Text under study
******

Here McAdams relates two key features of a personal myth: We might call them the What and the How.
The What is, to reiterate, a special kind of story, which brings together the different parts of ourselves and our lives into a purposeful and convincing whole: a patterned integration of our past, present, and future. That is: an understanding of your life that sees not just a string of episodes, but one unified narrative—a driving purpose behind all of the important events, and not just chance or accident.
The How is in the verbs: construct, attempt, make—through an act of imagination. Note that these are not passive behaviors, but active, intentional, willed. The myth of your life cannot be imparted to you or found out through some kind of analytical or reasoning process. It is not a fact you encounter—it is a story you craft. Understanding and accepting this idea is crucial. It lies at the very heart of the How of personal myth. So let me say a bit more about it.

******

Stored items
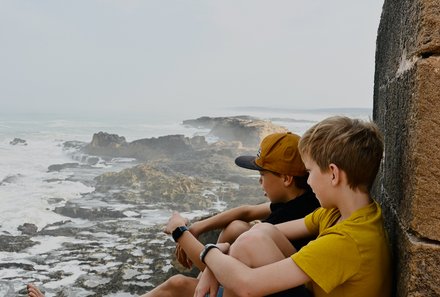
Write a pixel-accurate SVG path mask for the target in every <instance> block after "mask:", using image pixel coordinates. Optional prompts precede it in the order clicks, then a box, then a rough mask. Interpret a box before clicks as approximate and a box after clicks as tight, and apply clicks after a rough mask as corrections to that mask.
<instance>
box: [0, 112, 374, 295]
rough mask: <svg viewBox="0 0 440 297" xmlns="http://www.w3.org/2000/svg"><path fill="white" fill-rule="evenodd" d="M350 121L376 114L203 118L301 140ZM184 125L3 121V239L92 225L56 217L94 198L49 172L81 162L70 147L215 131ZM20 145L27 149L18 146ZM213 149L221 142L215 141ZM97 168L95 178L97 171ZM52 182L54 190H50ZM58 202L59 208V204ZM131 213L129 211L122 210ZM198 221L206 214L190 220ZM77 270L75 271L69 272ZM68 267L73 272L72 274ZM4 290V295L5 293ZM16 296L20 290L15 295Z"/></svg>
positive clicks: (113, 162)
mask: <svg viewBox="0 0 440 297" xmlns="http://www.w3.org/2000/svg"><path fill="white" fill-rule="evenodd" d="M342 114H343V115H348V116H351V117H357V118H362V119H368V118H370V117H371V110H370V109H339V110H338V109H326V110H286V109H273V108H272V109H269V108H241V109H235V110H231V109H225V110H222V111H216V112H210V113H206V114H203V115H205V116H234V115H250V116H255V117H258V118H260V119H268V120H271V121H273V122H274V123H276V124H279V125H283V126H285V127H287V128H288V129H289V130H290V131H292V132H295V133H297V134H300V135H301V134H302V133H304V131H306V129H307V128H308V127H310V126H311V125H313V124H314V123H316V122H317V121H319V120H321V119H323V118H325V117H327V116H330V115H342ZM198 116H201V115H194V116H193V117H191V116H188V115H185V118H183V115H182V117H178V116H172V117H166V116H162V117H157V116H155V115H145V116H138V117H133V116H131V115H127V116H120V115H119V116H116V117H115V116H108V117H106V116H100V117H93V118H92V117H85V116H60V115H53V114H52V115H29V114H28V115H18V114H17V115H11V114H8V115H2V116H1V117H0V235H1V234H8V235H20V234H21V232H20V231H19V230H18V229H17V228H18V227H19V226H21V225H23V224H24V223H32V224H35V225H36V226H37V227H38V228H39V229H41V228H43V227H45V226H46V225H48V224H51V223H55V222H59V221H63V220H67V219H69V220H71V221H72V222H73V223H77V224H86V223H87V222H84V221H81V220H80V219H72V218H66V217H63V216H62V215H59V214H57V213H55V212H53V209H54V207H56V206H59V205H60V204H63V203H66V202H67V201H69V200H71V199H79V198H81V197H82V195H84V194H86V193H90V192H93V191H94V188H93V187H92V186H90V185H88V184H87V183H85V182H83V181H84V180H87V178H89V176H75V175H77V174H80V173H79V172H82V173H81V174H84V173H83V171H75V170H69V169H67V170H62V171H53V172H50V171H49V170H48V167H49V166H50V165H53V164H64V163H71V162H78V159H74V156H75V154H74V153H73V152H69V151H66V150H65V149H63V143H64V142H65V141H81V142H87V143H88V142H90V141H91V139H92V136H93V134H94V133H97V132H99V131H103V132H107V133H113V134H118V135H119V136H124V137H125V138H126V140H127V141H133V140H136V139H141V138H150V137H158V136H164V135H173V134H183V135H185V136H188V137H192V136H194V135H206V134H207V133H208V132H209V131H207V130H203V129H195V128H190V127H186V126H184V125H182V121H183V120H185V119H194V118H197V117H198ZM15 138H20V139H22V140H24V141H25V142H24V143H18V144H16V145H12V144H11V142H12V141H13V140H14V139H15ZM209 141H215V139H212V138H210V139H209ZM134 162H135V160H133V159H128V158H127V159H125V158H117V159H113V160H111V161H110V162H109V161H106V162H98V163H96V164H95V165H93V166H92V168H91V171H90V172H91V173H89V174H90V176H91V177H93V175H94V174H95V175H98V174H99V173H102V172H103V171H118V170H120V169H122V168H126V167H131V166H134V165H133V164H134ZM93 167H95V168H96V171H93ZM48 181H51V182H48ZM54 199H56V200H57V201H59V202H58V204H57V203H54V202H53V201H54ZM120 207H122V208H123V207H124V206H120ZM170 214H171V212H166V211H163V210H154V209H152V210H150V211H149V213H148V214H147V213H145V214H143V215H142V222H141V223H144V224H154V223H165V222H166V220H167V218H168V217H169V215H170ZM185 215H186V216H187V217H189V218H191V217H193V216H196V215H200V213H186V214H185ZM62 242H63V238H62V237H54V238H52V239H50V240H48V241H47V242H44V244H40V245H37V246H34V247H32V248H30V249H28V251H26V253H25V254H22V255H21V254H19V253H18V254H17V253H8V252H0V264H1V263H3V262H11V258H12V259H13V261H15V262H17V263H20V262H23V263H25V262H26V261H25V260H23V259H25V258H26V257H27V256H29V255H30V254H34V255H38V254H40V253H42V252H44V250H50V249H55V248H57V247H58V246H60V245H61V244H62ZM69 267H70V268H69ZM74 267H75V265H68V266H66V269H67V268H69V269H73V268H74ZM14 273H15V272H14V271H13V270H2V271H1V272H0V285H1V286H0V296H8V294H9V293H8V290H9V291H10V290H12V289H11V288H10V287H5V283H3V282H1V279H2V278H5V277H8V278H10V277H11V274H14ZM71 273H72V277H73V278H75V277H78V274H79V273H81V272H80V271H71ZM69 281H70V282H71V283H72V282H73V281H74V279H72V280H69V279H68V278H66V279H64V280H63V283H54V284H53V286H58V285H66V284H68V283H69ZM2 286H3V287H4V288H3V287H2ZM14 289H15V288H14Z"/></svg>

******

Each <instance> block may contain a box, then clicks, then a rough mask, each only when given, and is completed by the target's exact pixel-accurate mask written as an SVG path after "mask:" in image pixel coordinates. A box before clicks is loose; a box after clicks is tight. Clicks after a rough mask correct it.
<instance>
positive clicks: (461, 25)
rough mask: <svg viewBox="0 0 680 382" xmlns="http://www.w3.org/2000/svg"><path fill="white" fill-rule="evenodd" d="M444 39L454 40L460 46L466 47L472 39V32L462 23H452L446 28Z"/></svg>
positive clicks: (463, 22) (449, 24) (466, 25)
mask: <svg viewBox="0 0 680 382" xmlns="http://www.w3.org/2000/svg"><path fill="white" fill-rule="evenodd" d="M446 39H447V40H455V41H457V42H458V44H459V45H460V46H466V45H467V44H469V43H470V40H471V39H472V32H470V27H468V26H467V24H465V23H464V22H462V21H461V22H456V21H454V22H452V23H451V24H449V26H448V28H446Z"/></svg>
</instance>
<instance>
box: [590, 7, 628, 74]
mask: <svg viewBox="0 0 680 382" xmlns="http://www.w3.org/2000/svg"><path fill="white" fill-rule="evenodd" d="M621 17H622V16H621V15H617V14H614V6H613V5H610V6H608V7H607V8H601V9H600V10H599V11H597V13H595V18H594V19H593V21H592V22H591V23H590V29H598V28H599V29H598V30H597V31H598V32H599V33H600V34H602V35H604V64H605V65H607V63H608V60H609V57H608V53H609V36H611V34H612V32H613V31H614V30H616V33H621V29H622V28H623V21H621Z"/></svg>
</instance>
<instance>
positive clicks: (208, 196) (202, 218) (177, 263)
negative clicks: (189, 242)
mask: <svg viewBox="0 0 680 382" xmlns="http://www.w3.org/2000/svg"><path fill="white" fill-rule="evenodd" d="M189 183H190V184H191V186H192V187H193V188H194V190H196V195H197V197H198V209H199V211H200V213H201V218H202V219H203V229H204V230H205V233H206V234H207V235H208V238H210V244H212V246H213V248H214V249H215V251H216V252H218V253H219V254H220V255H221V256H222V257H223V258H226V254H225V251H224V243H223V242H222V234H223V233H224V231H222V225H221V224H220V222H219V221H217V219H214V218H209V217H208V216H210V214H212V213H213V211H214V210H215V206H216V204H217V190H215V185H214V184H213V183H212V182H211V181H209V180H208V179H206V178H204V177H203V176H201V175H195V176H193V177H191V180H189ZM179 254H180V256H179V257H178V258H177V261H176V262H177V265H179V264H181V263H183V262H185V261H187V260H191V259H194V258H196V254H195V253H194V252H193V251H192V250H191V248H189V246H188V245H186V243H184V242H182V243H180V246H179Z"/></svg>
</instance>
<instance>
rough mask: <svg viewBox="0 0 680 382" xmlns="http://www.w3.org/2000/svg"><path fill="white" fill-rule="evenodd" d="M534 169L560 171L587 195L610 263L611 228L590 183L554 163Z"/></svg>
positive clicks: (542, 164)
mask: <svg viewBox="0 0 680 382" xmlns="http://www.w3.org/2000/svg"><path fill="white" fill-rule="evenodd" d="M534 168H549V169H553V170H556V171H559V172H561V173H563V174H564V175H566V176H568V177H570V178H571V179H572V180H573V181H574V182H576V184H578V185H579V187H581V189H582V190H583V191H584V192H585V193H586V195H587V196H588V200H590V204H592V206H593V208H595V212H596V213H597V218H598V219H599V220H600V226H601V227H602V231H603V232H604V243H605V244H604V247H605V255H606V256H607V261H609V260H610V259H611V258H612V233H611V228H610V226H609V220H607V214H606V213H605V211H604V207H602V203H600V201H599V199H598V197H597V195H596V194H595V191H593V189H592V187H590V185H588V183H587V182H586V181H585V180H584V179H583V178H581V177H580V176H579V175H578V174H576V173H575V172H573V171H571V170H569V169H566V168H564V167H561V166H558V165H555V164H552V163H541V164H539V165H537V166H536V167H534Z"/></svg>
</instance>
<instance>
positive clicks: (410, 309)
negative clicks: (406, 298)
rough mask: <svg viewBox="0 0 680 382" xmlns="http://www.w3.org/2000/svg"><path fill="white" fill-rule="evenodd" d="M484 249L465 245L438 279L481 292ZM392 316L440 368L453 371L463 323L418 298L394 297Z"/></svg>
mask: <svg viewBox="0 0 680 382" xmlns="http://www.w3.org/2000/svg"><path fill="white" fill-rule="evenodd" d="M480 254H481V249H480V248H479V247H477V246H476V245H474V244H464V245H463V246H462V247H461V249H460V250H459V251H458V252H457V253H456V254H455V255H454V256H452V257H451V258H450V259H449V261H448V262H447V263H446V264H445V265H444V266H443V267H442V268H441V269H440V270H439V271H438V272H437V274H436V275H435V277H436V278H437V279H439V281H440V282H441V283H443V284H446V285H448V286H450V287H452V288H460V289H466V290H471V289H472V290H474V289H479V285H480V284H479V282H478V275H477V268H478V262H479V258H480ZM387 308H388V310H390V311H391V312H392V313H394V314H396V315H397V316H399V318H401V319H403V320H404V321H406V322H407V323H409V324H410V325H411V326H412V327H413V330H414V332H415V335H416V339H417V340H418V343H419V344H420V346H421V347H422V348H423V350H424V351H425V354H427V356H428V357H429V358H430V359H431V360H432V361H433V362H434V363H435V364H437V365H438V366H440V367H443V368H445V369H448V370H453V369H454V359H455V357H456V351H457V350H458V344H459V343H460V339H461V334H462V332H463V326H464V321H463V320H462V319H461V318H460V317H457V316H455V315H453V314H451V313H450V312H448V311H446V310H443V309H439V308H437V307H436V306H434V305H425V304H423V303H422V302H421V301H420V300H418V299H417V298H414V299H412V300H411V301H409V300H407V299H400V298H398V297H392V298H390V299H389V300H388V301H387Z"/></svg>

******

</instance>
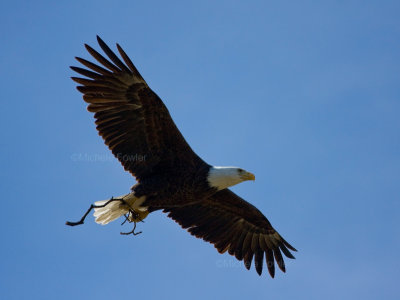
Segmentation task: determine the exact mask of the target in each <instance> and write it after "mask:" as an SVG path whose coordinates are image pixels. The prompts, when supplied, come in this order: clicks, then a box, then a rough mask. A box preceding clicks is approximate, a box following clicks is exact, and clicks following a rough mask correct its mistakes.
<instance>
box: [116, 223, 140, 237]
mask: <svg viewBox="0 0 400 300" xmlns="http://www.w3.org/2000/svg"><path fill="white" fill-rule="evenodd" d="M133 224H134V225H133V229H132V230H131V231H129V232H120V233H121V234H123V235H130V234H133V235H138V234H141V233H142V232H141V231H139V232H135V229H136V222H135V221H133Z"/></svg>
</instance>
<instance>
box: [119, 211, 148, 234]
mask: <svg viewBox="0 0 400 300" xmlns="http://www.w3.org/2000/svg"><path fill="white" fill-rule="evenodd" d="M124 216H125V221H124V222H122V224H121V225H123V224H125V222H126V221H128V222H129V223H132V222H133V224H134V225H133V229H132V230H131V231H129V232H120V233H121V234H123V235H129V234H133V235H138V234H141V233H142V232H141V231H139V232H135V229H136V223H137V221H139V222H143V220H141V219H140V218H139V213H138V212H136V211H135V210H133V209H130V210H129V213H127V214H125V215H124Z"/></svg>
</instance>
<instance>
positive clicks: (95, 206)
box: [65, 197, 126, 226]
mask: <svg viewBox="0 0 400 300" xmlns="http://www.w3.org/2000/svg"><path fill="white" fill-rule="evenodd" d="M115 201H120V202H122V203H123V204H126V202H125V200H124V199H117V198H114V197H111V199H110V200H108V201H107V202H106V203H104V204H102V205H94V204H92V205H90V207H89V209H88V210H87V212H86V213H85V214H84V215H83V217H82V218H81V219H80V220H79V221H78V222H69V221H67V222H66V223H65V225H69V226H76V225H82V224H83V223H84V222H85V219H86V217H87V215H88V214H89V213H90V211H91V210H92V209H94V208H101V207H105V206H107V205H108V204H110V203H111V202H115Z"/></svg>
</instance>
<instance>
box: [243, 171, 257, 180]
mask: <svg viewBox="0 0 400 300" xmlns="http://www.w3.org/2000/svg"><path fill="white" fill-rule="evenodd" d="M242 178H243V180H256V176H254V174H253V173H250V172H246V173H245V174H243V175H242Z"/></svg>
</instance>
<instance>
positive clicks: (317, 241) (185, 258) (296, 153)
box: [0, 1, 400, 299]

******

Request 1
According to the personal myth text, which verbs carry the How of a personal myth?
Request 2
Write the next passage of the personal myth text, continuing after its final sentence.

Your response 1
Construct, attempt, and make.

Your response 2
FINDING THE PLOT: CHOOSING MEANING
A personal myth can only develop after an individual chooses to see the events of their life not just as action but as a plot that connects those events and renders them meaningful. Without this conscious decision, nothing will happen. Adjusting your orientation to life is the first and most pivotal step in the process. You can’t hear the music if you’re tuned in to the wrong frequency. What’s needed, first and foremost then, is a shift in perspective.
When I was a child I loved to look at books of optical illusions. Sometimes, I’d get stuck on one. I’d stare at it for what seemed like forever, but I still couldn’t see anything. Then, all of a sudden, something would click. What I’d been seeing as a duck the whole time suddenly became a rabbit! Just like that. Nothing in the image itself had changed—only my perspective on it.
Adopting a meaningful attitude to your life is something like that. Nothing about the facts changes—only one’s subjective relation to those facts.
For example, say you lose your job and are deeply disappointed, then get another job which you like more. Is this how you tell the story? Or do you say that you were meant to leave your old job so that you could find the new? That you were supposed to end up where you did? The facts are the same, only your orientation to them is different. In one telling, the events are simply a disconnected series; in the other, they are integrated, one leading to the next along a path, with the positive outcome as the meaning of it all.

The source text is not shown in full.